> Extract to read:
-=-=-
Sunday I went to see another movie at the cinemateca boliviana, basically the La Paz version of the Hippodrome or the Gene Siskel Film Center. And since I have a little more time on my hands here than at home, I can finally take advantage of it. Madre y Hija (Mother and Daughter) is the latest of IƱarritu’s films, who also filmed Crash and Babel. The movie is mainly about abortion and how it affects people’s lives. It’s hard to talk about the movie without giving away the outcomes of the stories, but basically it follows different women through their lives and how their lives are affected by abortion. The thesis of the movie is that abortion is unnatural and created by society. I found it a pretty interesting point of view, first because I am a big fan of the movie Juno (it was one of the first movies in a while showing that life doesn’t end if you make a mistake) and secondly because I just finished a week working in Servicio de adolescentes with pregnant women. The movie follows a middle aged woman who gave up her daughter for adoption when she had her at age 14 and has never stopped thinking about her since, a 37 year old woman who was given up for adoption and thus never wants to have kids, a woman who can’t have kids but wants a child very badly, and a 20 year old girl who is pregnant with a child and wants to give it up for adoption. In almost all the cases, the supporting characters are against the adoption, maintaining the opinion that giving up a living thing that you bred inside of your body for 9 months is completely against our nature and that the baby is always better off with their birth mother. If the woman can’t have kids, then it just wasn’t meant to be. The movie obviously has a twist at the end and doesn’t maintain a black/white opinion on the subject by the end, but I thought it was a thought-provoking subject. Lately, with movies like Juno and documentaries on international adoptions, we see the many happy couples who are finally able to love a child of their own, and the conservative’s opinion on how adoption is better than abortion because a live is saved, but I haven’t seen as much media portrayal of the other side, of the mother who gives up her child for the rest of her life, making a decision that may later cost her years of her child’s life. Maybe in some cases, abortion may be a better option than adoption for the mother’s psyche, because then she has less time to get attached to the child while it’s in her womb.
Obviously, each case is different and what’s the best decision for one woman may not be the best for another woman, and to say that adoption (or even abortion) is always a good choice or a bad choice is juvenile and inconsiderate. Nevertheless, I appreciate it when someone creates a film, a book, or even a song about an intimate and powerful subject that causes people to re-evaluate their own beliefs, even if they don’t end up changing them.
Regarding Bolivia, abortion is pretty much illegal here except for special circumstances when the mother’s life is in danger. Almost every patient I have seen, no matter what age (I haven’t seen any girls younger than 16), whether or not they are married or with someone, choose to have the baby and keep it. Abortion or adoption doesn’t really seem to even be brought up in discussion. There are obviously other debatable issues that surface, since many of these babies end up living in poverty either because their mothers never finished high school or because it’s her 5th child and she can’t feed that many children. Is it better to live in poverty and be beaten by your alcoholic stepfather or not live at all? Is it better to be adopted into a nice family or to live in a slum with your birth mother? And of course, there are all those lovely gray areas in between where we must accept that we don’t really know how a child’s life will turn out based on only one decision – we can only guess and hope that we can live with the decision we have made. After all this, all I can say for sure is that the women I see in clinic who decide to go back to school after having a child are some of the strongest that I have ever seen, and I hope they are the ones who improve the amount of opportunities that their children have with the amount that they have had.
-=-=-
> Dataset entries:
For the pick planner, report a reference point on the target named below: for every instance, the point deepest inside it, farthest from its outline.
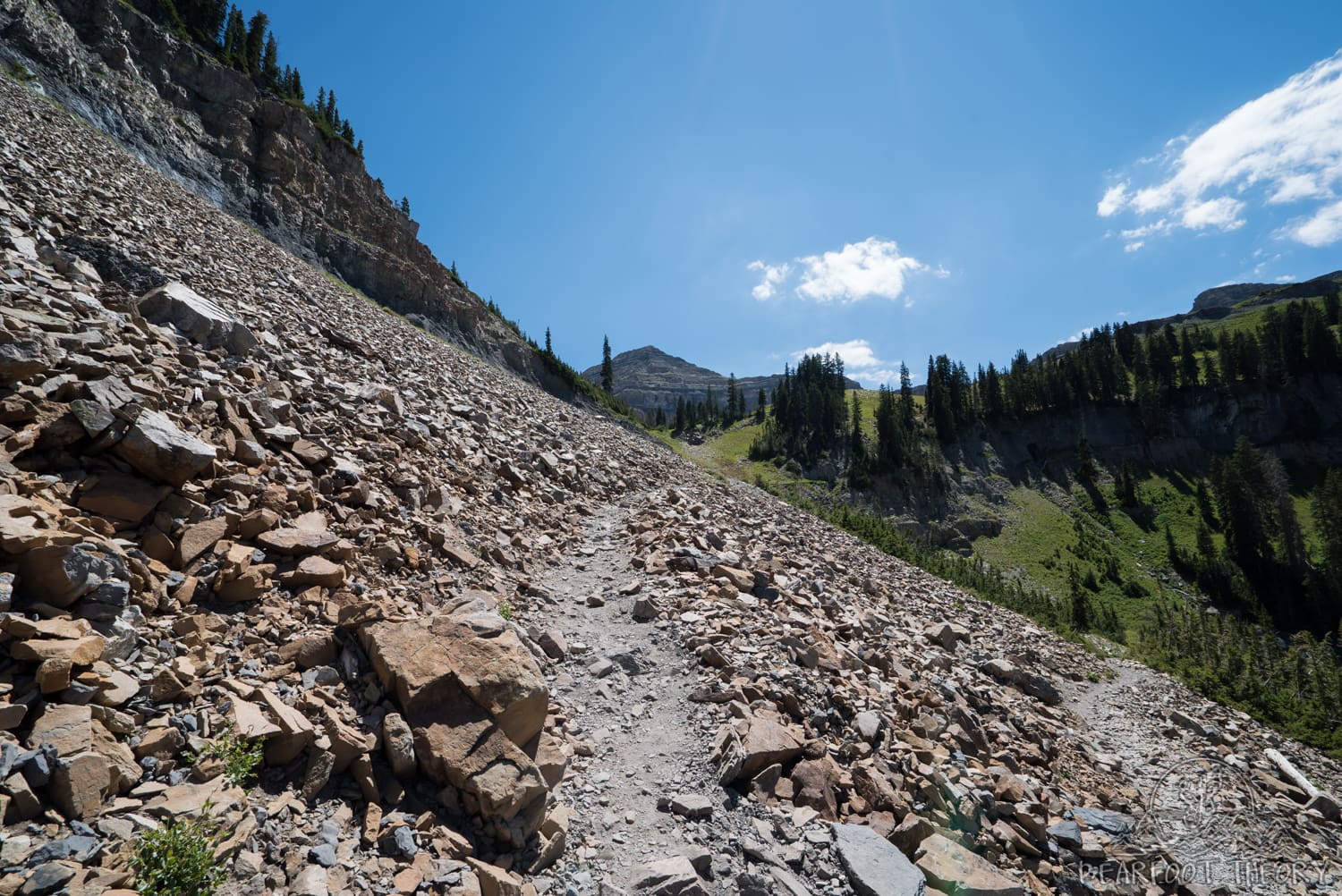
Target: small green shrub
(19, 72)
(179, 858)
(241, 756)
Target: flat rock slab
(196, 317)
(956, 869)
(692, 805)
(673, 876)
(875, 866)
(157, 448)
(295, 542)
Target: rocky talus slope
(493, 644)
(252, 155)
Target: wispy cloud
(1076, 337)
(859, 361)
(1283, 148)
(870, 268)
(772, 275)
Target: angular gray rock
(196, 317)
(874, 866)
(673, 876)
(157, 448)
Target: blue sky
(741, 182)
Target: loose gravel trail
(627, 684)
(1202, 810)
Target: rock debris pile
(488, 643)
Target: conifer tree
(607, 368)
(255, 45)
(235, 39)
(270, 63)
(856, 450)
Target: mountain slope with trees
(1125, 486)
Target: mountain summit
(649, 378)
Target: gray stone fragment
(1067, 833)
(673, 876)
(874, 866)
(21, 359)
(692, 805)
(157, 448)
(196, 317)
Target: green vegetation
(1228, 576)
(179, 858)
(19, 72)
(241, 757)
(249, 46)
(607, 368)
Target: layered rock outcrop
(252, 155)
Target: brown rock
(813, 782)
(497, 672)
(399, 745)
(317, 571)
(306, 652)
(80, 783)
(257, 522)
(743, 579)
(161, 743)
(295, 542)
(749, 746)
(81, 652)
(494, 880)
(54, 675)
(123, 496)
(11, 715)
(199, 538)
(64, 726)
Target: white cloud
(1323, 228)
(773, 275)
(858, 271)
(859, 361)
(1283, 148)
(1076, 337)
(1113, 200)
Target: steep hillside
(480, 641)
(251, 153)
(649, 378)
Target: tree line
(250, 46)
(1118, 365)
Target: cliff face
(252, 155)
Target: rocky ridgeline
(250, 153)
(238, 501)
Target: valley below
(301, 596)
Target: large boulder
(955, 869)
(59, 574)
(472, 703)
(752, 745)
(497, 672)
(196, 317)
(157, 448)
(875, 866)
-=-=-
> Directions for this task: Summarize the text about the film Madre y Hija in three sentences.

> Completed task: After seeing Madre y Hija at the cinemateca boliviana, the writer describes how the film follows several women whose lives are affected by giving up or being given up for adoption, with most supporting characters arguing that a baby is always better off with its birth mother. The writer finds the subject thought-provoking, notes that the media rarely shows the mother who gives up her child, and stresses that each case is different. In Bolivia, where abortion is largely illegal, almost every patient the writer has seen keeps her baby, often raising it in poverty, and the writer especially admires the women who return to school after having a child.